Could you copy the listing below, replacing "leaf with holes" with "damaged leaf", changing nothing else, and leaving out the pictures?
● ● ● ● ● ● ●
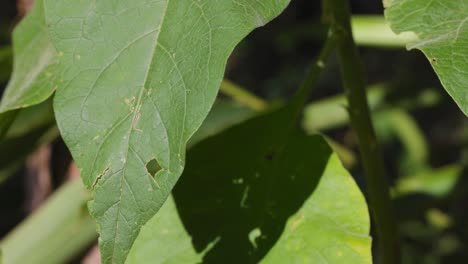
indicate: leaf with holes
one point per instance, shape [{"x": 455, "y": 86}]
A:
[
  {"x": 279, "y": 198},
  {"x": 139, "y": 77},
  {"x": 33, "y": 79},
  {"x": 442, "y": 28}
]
● ● ● ● ● ● ●
→ **Answer to this exercise**
indicate: damaged leaf
one point per instance, shape [{"x": 455, "y": 86}]
A:
[
  {"x": 279, "y": 198},
  {"x": 139, "y": 77},
  {"x": 33, "y": 79},
  {"x": 442, "y": 28}
]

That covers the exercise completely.